Give all of the records again precisely, excluding whatever pictures they contain.

──────── Exercise data ────────

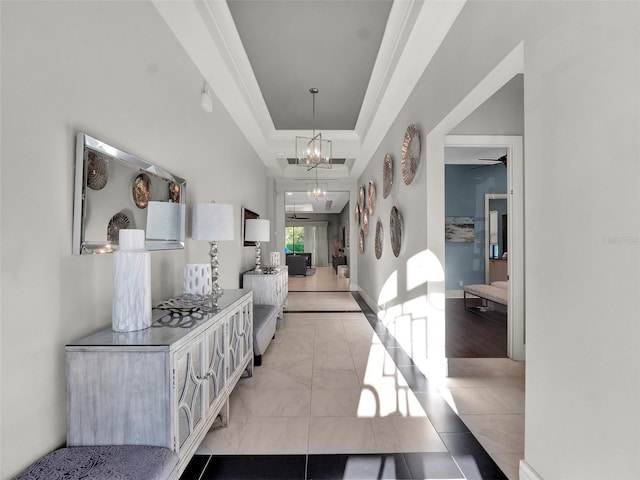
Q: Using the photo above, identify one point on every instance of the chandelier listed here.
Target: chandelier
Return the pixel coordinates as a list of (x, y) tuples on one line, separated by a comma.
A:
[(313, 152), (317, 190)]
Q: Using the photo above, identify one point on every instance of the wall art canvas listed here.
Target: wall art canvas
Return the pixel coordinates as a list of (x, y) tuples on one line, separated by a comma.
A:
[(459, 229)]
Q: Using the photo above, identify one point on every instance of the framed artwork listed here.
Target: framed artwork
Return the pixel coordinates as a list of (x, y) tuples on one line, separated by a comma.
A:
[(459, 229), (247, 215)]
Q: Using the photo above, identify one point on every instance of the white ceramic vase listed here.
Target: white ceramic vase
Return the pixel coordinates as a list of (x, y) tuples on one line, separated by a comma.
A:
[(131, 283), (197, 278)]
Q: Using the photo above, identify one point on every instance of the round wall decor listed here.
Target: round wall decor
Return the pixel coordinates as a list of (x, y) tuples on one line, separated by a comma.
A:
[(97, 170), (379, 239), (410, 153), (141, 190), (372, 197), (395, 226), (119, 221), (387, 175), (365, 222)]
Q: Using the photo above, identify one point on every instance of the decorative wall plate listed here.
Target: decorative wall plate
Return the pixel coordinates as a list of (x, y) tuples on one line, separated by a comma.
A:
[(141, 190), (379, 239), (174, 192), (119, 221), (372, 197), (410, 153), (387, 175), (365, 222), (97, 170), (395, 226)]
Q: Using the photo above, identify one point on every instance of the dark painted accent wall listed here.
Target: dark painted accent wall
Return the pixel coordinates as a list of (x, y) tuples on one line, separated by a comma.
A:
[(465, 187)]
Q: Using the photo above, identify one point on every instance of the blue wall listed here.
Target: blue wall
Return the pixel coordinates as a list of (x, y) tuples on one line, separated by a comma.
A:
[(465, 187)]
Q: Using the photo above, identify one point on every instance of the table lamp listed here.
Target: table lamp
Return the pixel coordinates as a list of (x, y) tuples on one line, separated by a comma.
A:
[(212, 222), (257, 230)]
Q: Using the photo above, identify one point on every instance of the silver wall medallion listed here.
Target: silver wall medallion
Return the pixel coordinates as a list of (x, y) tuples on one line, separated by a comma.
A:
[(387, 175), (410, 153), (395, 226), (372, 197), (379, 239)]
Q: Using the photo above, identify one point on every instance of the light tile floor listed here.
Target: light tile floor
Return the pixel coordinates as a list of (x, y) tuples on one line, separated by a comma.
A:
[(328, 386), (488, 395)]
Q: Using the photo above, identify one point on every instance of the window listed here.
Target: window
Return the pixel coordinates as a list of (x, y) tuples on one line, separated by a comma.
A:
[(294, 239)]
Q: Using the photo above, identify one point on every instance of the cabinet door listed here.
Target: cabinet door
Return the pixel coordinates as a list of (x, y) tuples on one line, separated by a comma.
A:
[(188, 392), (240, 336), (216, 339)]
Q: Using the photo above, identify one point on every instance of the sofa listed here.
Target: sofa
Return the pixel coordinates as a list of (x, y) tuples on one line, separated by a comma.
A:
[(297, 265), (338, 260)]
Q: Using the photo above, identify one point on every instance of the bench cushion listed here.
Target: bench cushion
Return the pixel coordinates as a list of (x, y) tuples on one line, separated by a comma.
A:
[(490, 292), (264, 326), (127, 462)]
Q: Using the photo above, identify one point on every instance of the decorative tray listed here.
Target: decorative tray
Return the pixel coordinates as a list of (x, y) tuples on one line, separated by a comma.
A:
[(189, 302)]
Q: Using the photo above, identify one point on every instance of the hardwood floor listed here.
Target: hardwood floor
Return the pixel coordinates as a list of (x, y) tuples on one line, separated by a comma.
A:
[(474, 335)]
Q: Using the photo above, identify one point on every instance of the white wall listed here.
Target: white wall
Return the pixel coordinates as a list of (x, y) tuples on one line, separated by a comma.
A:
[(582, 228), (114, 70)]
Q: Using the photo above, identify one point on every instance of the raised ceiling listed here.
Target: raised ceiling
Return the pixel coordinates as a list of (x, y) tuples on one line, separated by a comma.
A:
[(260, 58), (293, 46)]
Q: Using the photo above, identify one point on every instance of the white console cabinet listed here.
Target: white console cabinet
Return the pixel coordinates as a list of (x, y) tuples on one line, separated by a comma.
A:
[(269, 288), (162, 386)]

────────

*Result*
Q: Using the photo above, identify one point on every instance of the chandelier listed here.
Target: chandelier
Return the pixel coordinates as a list of (x, y) tuples on one line, separated by a comma.
A:
[(313, 152), (317, 190)]
Q: Using the photo above, identify one point on every instance of the wall art canvas listed here.
Target: wall art canvas
Return the pixel coordinates as a list of (x, y) tuples on one line, separated by a comma.
A:
[(459, 229)]
Q: Using the photo above, identify one point on every instance of the framed artwork listed here.
Target: framed artwork
Return the pixel coordinates as a list of (x, y) tuples on one line, separated by a comma.
A:
[(459, 229), (247, 215)]
Q: Using the photo above, identify one point on every instance of the white ceramic vase listed here.
Target: white ceramic vase
Return the pixel coordinates as a list of (x, y) tuples on one line, separated by a comma.
A:
[(131, 283), (197, 278)]
Q: Using the photo above, identify one point on every instance of the round wall decor listed here.
Target: round wall decor
Return the pixel coordinates as a list of (x, y) tuples on one line, separated by a comma.
A:
[(97, 170), (379, 239), (410, 153), (141, 190), (372, 197), (395, 226), (119, 221), (387, 175), (365, 222)]
Q: Using the photo above, identify one point on every instance of the decorative wall plate listed here.
Target: decorative wall plate
Return the pixel coordinates as a list of (x, y) tuples on one line, separated by a comma.
A:
[(141, 190), (379, 239), (174, 192), (119, 221), (372, 197), (410, 153), (387, 175), (365, 222), (97, 170), (395, 226)]
Q: Using the photo above, identify one point on every instance of the dark painted accent wall listed here.
Target: dark painted accent wall
Return the pixel coordinates as a list of (x, y) tuples on one line, separated by a comma.
A:
[(465, 187)]
Q: Using the photo above, identify one point on every instance of the blue wall listed here.
Target: blue wall
Return the pixel coordinates as a list of (x, y) tuples on one line, separated by a comma.
A:
[(465, 187)]
Q: Using the photo above, identify one point on every instance of the table lamp listed here.
Target: table lamp
Return the pixel coordinates as a list of (x, y) tuples on one line, separated by a comma.
A:
[(212, 222), (257, 230)]
Q: Using the photo above, identify one point on every instance of the silver wall medallion listed here.
Target: silver wall medallion
Return the pixel coordinates as a list of (x, y) tuples on one line, separated by a comma.
A:
[(387, 175), (410, 153), (395, 226), (372, 197), (379, 239)]
Q: Using the photo above, identify one point on every instance of the light tile floor listed here.
Target: light tile floor
Return the pixel coordinates as a list of (x, y) tuples on one line, separated by a comma.
A:
[(328, 386), (488, 395)]
Q: Using the photo above, identify one point on every instance of the window listed here.
Target: window
Return the pixel coordinates as a list of (x, y) tuples on one line, separated by a comma.
A:
[(294, 239)]
Q: Using the photo above, identify one point on every instance of the cabinet door listed here.
Target: cabinet door
Return the pixel coordinates as a list of (x, y) tuples on one line, separated by a comma.
A:
[(188, 392), (240, 336), (216, 339)]
Q: Using the photo above, identify one point on every instance of the sofa listed here.
Target: sofa
Return the pixel coordinates as a list of (x, y) tuples on one line, separated by a comma.
A:
[(297, 265), (338, 260)]
Q: Using the photo above, identify one point on every instance of the bench cushion listed here.
Target: bench cushion
Return the pixel coordinates as a list of (x, y) tuples on one line, separated by a comma.
A:
[(490, 292), (264, 326), (127, 462)]
Q: Using the photo above, identify one point on every instance of the decorative tray listed here.
Target: decorative tray
Return the pixel coordinates as a list of (x, y) tuples on one line, separated by a comma.
A:
[(189, 302)]
Q: Using the photo above, identify one point on every instance of the hardwood floor listed here.
Target: hardwood floor
Return the pixel coordinates as a list of (x, y) tuples on one line, separated by a comma.
A:
[(474, 335)]
Q: Using the photo above, identify one point on every instance of the white wall listed here.
Target: white wall
Return the pixel coordinates as a list of (x, y) tuples on one line, separated by a comma.
A:
[(582, 228), (114, 70)]
Q: Using the photo above, identify one point on every instance of the raised ceiling listed here.
Target: raised ceiling
Return the pixel coordinates as a list of (x, y) tuples on one line, separated by a comma.
A:
[(260, 58), (293, 46)]
Q: Using the photo above, identify one point on every instance of the white console cabinet listed here.
Target: white console cabinet
Return the pixel coordinates as a list of (x, y) tuples on one line, separated by a comma.
A:
[(269, 288), (162, 386)]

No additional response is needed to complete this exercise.